*Directions*.
Count the lines below that contain the word "mountain" and give only the number.

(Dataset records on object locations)
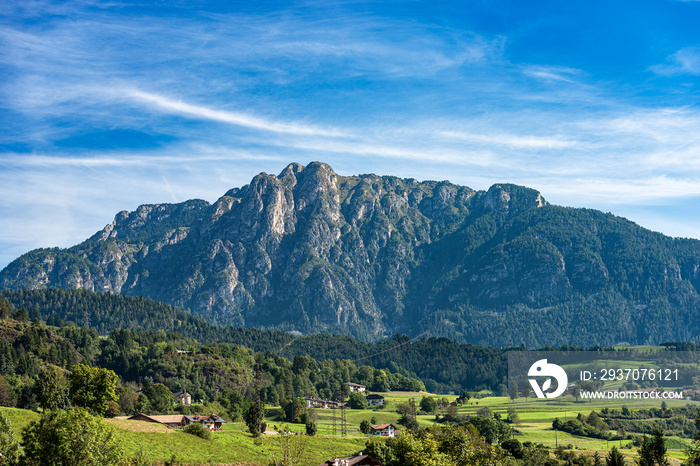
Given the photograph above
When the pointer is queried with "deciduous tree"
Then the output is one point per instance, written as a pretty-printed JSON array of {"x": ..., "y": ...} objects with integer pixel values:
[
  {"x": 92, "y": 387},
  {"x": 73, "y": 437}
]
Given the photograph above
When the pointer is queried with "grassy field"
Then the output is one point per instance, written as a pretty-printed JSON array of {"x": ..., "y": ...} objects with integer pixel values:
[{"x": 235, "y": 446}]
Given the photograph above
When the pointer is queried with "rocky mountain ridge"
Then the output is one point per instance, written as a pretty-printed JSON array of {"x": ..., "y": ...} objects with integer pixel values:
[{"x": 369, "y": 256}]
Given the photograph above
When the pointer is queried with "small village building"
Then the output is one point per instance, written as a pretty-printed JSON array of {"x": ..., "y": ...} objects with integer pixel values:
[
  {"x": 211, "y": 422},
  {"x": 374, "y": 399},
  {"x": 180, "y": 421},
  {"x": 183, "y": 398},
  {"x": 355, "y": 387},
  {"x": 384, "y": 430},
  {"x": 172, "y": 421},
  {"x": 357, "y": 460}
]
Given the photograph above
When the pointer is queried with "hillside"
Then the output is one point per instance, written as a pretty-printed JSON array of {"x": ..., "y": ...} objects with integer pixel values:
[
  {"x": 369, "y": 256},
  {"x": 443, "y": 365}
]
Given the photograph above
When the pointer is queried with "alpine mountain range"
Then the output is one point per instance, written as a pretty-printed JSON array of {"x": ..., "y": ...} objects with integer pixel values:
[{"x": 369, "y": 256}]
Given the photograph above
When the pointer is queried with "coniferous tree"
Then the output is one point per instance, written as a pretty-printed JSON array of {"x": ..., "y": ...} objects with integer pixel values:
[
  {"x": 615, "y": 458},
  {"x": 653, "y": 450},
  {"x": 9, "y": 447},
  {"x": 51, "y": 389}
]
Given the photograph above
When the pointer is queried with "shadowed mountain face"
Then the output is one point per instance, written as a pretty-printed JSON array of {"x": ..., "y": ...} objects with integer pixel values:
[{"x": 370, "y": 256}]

* * *

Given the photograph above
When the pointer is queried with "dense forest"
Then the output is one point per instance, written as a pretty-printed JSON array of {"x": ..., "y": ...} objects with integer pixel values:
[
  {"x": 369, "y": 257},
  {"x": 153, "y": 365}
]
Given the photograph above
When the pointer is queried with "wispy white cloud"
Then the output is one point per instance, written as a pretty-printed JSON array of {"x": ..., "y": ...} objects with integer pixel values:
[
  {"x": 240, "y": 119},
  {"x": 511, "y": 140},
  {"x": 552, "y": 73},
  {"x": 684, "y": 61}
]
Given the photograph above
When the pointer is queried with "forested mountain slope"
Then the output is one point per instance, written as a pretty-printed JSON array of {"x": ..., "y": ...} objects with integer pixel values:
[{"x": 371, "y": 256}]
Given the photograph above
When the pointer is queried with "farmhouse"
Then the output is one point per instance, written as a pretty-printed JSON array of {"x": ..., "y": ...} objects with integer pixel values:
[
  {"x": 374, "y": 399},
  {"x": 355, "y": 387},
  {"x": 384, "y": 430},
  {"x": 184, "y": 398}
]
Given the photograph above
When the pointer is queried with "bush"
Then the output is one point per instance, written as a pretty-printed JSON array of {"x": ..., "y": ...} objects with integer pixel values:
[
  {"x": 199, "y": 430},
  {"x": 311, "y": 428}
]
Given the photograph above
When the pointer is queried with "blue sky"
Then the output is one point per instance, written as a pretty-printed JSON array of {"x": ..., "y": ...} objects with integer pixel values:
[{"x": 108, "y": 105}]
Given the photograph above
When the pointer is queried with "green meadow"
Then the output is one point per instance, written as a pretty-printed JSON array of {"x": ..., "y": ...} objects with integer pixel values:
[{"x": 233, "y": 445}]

*Result for this exercise*.
4